**EXCERPT PROVIDED**
# # # #

These DIY artists are making a name for themselves

Updated on: 16 September,2018 08:46 AM IST  |  Mumbai
Aastha Atray Banan | aastha.banan@mid-day.com

DIY art is back, and these artists, either on social media or YouTube are using basic stationary and discards to make greeting cards, lamps and even a vacuum cleaner

These DIY artists are making a name for themselves

Shreya Naik's Label Masala holds workshops on how to make slime, upcycling your denims and playing the drum with a bucket

Thirty-year-old engineering professor Navin Khambhala, aka #crazyNK has 1.2 million followers on YouTube. His recent videos on "how to make a Go-Kart" and "how to make a vacuum have got around 16 million and 25 million views respectively.


Shreya Naik
Shreya Naik Kapoor


Looking at the figures, you would be then surprised to know that these are all DIY projects Khambhala conducts at his home in Palampur in Himachal Pradesh. He used to teach at a city college but now is a full-time YouTuber. "Growing up I always had a keeda in me to make toys and such. My father also was a believer of doing things yourself. We have never called an electrician over," says the son of a school uniform shop owner.


Navin Khambhala will tell you how to make a vacuum cleaner all by yourself
Navin Khambhala will tell you how to make a vacuum cleaner all by yourself

When he started out in 2015, he'd upload almost a video a week, which vary from making toy versions of the Mars Rover and Hover Boards. His vacuum cleaner is made up of a plastic bottle, a nozzle and tape and such items you can get at a stationary and hardware shop. "Along with the toys, it's all about real-life application as well. I have stopped counting the comments I get. Many students follow me and recreate my stuff at college and school competitions," he laughs.

# # # #

**ENTRIES PROVIDED**
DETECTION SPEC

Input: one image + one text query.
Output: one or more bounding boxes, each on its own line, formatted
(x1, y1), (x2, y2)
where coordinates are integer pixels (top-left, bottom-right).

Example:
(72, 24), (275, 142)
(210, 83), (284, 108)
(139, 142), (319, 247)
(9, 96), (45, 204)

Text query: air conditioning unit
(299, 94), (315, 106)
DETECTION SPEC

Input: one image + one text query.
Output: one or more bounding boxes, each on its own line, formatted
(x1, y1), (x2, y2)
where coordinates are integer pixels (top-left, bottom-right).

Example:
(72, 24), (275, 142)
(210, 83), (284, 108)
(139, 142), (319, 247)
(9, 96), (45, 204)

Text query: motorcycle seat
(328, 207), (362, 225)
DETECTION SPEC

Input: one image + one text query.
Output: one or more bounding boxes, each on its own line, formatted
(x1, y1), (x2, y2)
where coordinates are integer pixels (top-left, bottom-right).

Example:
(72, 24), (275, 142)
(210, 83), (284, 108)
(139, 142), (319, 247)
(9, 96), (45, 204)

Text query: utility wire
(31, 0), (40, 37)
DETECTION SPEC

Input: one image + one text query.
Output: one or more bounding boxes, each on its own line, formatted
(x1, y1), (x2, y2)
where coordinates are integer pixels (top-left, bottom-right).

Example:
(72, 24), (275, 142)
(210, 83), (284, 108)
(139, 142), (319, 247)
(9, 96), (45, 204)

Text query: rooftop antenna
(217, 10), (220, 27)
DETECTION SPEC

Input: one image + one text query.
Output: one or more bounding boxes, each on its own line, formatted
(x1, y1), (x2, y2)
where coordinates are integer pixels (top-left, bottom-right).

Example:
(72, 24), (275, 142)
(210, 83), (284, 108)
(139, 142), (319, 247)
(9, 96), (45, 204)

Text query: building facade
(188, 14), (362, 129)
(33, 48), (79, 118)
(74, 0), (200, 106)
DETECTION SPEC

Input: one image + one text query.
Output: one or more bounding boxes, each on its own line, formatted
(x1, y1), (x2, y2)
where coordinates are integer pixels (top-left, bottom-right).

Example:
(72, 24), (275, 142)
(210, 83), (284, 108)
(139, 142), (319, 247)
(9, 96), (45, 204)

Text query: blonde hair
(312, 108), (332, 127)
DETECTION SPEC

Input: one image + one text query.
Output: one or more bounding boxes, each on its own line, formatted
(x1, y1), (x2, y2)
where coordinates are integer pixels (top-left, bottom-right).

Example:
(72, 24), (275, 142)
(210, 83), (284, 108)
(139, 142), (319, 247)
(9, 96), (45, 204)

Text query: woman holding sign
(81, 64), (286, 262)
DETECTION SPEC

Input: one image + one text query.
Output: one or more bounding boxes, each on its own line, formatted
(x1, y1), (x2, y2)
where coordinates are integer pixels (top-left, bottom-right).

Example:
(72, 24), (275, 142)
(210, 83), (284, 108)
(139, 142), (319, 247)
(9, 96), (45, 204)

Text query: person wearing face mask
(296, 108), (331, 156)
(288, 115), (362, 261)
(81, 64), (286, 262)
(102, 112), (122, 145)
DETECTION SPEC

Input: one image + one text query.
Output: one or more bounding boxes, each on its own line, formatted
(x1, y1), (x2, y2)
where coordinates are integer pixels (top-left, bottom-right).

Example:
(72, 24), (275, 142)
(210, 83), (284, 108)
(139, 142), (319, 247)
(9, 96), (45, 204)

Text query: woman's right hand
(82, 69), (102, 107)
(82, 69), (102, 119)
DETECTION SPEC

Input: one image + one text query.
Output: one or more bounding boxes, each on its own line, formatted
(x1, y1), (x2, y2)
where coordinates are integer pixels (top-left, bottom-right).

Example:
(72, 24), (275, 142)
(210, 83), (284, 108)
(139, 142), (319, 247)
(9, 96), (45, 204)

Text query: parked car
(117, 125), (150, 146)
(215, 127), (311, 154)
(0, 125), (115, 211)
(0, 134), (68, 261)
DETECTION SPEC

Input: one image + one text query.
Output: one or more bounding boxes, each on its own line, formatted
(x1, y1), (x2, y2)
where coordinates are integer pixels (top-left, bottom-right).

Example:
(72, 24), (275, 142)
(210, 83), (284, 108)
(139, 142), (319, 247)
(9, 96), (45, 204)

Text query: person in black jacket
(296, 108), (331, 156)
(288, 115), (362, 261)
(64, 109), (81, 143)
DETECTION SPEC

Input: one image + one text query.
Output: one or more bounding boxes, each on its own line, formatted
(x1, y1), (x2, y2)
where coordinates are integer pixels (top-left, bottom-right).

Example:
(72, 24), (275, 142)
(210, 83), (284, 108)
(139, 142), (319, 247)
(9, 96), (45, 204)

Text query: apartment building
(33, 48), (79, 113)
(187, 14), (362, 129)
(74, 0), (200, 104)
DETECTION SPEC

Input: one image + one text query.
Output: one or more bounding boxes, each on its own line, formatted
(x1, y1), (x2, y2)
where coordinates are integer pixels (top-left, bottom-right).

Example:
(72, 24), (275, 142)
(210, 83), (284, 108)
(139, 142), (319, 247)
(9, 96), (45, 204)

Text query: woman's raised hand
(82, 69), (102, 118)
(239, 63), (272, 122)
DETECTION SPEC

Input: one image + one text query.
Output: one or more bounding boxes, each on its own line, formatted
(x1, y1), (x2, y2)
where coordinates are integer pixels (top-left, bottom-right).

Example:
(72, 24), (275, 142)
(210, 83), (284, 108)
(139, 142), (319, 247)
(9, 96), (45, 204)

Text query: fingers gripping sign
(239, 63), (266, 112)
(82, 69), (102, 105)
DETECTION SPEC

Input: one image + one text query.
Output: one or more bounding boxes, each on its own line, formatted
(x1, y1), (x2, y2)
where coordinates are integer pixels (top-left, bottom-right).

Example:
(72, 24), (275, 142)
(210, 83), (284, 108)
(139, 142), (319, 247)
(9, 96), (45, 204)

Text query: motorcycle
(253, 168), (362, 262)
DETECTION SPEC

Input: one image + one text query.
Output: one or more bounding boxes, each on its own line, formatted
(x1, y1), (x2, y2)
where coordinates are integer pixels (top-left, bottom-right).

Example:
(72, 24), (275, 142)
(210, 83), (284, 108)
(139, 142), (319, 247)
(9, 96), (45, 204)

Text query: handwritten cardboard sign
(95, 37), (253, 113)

# # # #

**TASKS FOR THIS EXERCISE**
1. Name every workshop topic that the article on DIY artists attributes to Shreya Naik's Label Masala.
2. Carry on the article on DIY artists from the point where it stops.

**TASK RESULTS**
1.
- Making slime
- Upcycling your denims
- Playing the drum with a bucket

2.
Nikita Rakshe realised there was a market for her bottle lamps and success jar
Nikita Rakshe realised there was a market for her bottle lamps and success jars

These days, he only makes a video if he feels the creative urge, and it's always about upgrading a previous project. "People are excited about DIY videos only because they realise that even complicated devices actually have a simple and easy explanation behind them. And it's all in their hands."

Nikita Rakshe
Nikita Rakshe

DIY influencers are easily the next big rising niche on social media. Be it home improvement at the end of a glue gun, or making cute gifts for friends, or slimey, gross slime to win that tween trade off — there is somebody doing all of that on the internet now. Khambhala may be at the extreme end of the spectrum with his science-influenced DIY projects but there are enough artists who are giving you simplified DIY solutions that you don't even need to leave your house for. For example, Shubhangi Sahal of Cardkhana reminds us of the time we made every card ever, at home, with sketch pens and chart paper.

Shubhangi Sahal makes customised DIY cards
Shubhangi Sahal makes customised DIY cards

The 26-year-old NIFT student had been making cards ever since she was a child, and never knew anybody would ever want to buy them. "But as I started putting stuff up on Facebook, I realised there was a demand for this," she tells us. All of her cards are personalised and unique. "I ask them about specific likes/dislikes, hobbies, and spend a lot of time knowing exactly what they want. I buy raw material from everywhere — even ordering it from China. I am going to be holding workshops soon as many people have asked me how to make their own cards," says Sahal, adding, "I think it's the effort that goes into DIY items is making it a wanted commodity these days."

Shubhangi Sahal
Shubhangi Sahal

That would be the reason why Nikita Rakshe of Junk Drawer, who lives in Borivali, and her DIY photo bottles and message bottles are finding more takers. "The message bottles are in test tubes with cute inspirational messages; then there are jars of success, where I fill jars with quotes and bookmarks; then photo bottles, where I put photographs and light them up with fairy lights. Right now, nobody has the time to make all this, so they want someone else to make the same for them," says the 22-year-old Bachelor of Management Studies student, who works in social media marketing.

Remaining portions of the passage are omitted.